## Instruksi Tugas:
1. Jawablah pertanyaan berikut berdasarkan berita putusan MK:
(a) Dengan nomor berapa perkara itu teregistrasi?
(b) Siapa Sekretaris Jenderal Dewan Pimpinan Pusat Organda yang ikut memohon?
(c) Siapa yang mengucapkan amar putusan dalam sidang?
2. Teruskan berita putusan MK mulai dari kalimat terakhirnya.

## Halaman:
------------------------------------

Mahkamah Konstitusi (MK) menolak untuk seluruhnya pengujian Pasal 55 Undang-Undang Nomor 24 Tahun 2003 tentang Mahkamah Konstitusi (UU MK), Selasa (28/11). Perkara yang teregistrasi dengan Nomor 79/PUU-XV/2017 tersebut dimohonkan Pengurus Organisasi Angkutan Darat (Organda), yakni Ketua Umum Dewan Pimpinan Pusat Organda Andrianto Djokosoetomo serta Sekretaris Jenderal Dewan Pimpinan Pusat Organda Ateng Aryono. “Amar putusan menolak permohonan untuk seluruhnya,” ucap Wakil Ketua MK Anwar Usman dalam sidang pengucapan putusan di Ruang Sidang Pleno MK.

------------------------------------

## Cuplikan Catatan:
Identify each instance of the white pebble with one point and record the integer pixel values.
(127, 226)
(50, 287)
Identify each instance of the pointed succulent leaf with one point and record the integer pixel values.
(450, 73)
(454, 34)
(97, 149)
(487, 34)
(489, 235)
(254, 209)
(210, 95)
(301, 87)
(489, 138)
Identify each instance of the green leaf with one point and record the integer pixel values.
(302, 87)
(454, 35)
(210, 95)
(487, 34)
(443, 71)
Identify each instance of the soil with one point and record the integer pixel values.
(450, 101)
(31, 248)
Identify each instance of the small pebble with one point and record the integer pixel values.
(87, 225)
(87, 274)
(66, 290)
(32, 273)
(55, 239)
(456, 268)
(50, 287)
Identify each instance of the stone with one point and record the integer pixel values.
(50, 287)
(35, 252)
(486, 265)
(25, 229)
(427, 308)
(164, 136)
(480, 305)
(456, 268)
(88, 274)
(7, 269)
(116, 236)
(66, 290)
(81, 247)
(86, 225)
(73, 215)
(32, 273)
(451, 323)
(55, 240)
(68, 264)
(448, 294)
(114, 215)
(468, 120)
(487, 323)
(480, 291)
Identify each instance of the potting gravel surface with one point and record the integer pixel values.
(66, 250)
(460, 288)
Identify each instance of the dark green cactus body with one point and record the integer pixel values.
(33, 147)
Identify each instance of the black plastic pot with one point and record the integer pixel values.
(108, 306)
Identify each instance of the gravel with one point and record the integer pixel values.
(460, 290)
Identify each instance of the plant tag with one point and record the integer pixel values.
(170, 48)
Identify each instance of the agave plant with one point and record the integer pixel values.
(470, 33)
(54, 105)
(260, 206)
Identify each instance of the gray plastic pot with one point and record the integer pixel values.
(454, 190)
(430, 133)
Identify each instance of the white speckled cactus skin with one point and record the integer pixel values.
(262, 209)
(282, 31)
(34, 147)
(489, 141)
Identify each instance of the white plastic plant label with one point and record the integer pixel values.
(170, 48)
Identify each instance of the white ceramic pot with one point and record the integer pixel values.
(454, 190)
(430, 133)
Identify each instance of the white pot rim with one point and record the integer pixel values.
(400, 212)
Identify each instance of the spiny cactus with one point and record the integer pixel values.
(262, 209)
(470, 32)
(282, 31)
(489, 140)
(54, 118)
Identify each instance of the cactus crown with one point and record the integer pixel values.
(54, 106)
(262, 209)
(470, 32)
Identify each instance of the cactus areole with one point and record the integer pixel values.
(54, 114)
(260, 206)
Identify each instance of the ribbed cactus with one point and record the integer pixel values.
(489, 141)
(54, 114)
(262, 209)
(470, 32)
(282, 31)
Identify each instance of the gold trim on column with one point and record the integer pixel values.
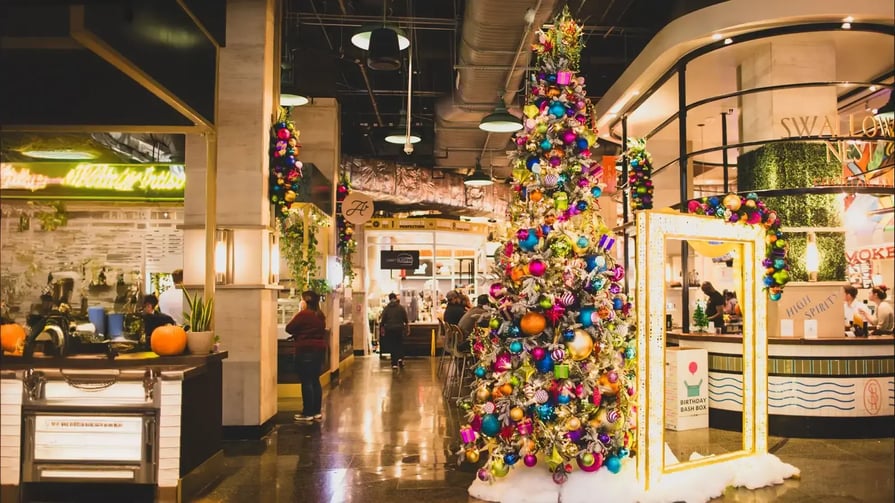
(198, 23)
(116, 59)
(50, 43)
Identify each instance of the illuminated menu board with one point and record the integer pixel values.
(92, 181)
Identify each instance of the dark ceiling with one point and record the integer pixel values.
(320, 59)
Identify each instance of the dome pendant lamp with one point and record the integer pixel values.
(384, 53)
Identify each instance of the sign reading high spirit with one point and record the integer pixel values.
(89, 180)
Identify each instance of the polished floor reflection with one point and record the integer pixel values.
(387, 436)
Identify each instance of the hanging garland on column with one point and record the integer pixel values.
(640, 180)
(346, 245)
(750, 210)
(285, 168)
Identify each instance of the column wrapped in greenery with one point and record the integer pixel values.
(795, 165)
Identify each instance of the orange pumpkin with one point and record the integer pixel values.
(168, 340)
(533, 323)
(12, 336)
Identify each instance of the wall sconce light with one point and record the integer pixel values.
(274, 274)
(812, 257)
(223, 256)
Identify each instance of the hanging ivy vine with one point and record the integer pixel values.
(346, 246)
(299, 246)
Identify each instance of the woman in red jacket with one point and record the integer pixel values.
(308, 330)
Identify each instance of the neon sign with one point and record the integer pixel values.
(92, 179)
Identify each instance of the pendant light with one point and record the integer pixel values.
(887, 111)
(384, 53)
(500, 121)
(478, 178)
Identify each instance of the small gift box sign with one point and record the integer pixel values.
(561, 371)
(467, 434)
(564, 78)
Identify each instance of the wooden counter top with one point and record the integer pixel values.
(821, 341)
(12, 362)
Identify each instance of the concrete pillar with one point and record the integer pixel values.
(777, 114)
(245, 310)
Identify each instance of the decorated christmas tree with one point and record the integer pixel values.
(555, 370)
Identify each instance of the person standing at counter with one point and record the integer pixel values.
(308, 330)
(476, 316)
(153, 318)
(395, 325)
(170, 301)
(855, 312)
(885, 315)
(455, 309)
(714, 309)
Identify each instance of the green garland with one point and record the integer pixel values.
(302, 256)
(795, 165)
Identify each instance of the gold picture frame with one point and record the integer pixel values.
(653, 228)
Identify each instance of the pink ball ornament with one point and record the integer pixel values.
(537, 267)
(530, 460)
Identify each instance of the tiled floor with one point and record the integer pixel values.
(387, 437)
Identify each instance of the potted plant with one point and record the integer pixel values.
(198, 319)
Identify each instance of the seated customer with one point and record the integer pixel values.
(152, 318)
(885, 316)
(477, 316)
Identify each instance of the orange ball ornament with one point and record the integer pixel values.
(533, 323)
(168, 340)
(12, 337)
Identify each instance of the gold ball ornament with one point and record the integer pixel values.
(581, 345)
(534, 323)
(731, 202)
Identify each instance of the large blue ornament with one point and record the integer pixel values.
(490, 425)
(590, 262)
(585, 316)
(545, 365)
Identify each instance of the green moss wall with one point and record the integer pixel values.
(795, 165)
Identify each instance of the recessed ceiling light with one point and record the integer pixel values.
(60, 155)
(293, 100)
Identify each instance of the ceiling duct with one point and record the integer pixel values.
(491, 46)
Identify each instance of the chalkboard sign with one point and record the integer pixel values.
(403, 259)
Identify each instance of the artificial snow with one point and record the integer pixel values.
(699, 484)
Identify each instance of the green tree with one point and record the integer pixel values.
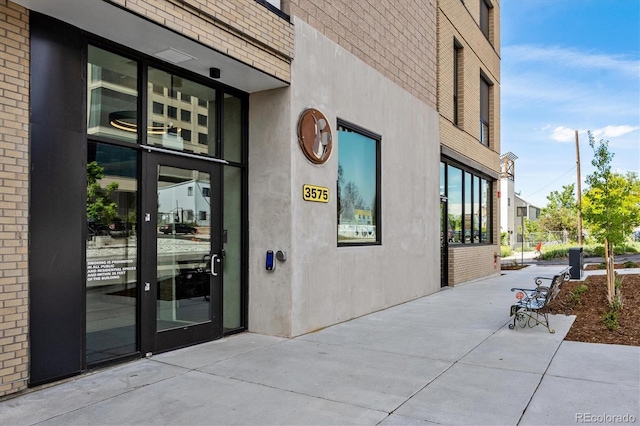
(610, 208)
(100, 207)
(561, 212)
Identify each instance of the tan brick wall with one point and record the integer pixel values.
(460, 21)
(396, 38)
(242, 29)
(472, 262)
(14, 179)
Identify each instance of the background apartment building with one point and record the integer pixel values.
(469, 108)
(308, 132)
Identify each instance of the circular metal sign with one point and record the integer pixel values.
(314, 136)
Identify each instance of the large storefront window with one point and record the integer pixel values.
(111, 250)
(454, 196)
(187, 232)
(469, 208)
(358, 186)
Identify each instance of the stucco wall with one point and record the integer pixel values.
(330, 284)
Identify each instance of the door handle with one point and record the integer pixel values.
(214, 259)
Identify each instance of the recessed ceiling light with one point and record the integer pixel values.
(174, 56)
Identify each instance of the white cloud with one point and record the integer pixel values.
(572, 58)
(563, 134)
(613, 131)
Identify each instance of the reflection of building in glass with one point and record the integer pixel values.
(363, 217)
(184, 202)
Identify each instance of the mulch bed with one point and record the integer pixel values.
(589, 324)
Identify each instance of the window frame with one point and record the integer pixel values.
(478, 200)
(485, 111)
(457, 63)
(485, 18)
(346, 126)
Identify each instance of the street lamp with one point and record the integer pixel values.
(522, 212)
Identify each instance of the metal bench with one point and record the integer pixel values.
(532, 307)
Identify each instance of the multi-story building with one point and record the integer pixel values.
(308, 133)
(469, 109)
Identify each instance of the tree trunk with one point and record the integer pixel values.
(610, 272)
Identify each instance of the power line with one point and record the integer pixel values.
(560, 177)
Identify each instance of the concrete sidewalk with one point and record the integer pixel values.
(448, 358)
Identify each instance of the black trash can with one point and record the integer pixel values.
(576, 261)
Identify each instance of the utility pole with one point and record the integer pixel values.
(579, 192)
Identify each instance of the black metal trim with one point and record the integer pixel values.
(378, 138)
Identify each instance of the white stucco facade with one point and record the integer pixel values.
(321, 284)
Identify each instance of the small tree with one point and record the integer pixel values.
(611, 209)
(561, 212)
(100, 207)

------------------------------------

## Daftar Jawaban:
1.
(a) 79/PUU-XV/2017
(b) Ateng Aryono
(c) Wakil Ketua MK Anwar Usman

2.
Pada persidangan pendahuluan, para Pemohon mendalilkan MK telah memutus pengujian Pasal 139 ayat (4) UU Nomor 22 Tahun 2009 tentang Lalu Lintas dan Angkutan Jalan (UU LLAJ) vide Putusan MK Nomor 78/PUU-XIV/2016 terkait adanya keharusan bagi penyedia jasa angkutan online memiliki badan hukum. Putusan MK tersebut dinilai Pemohon memperkuat keberadaan Pasal 139 ayat (4) UU LLAJ yang kemudian secara implementatif diatur dalam Peraturan Menteri Perhubungan Nomor PM.26 Tahun 2017 tentang Penyelenggaraan Angkutan Orang dengan Kendaraan Bermotor Umum tidak dalam Trayek (Permenhub Nomor PM.26/2017). Akan tetapi, Mahkamah Agung melalui Putusan Nomor 37/P/HUM/2017 menyatakan Permenhub Nomor PM.26/2017 dinyatakan tidak memiliki kekuatan hukum mengikat. Menurut Pemohon, Putusan Mahkamah Agung Nomor 37/P/HUM/2017 secara substantif bertentangan dengan Putusan Mahkamah Konstitusi Nomor 78/PUU-XIV/2016.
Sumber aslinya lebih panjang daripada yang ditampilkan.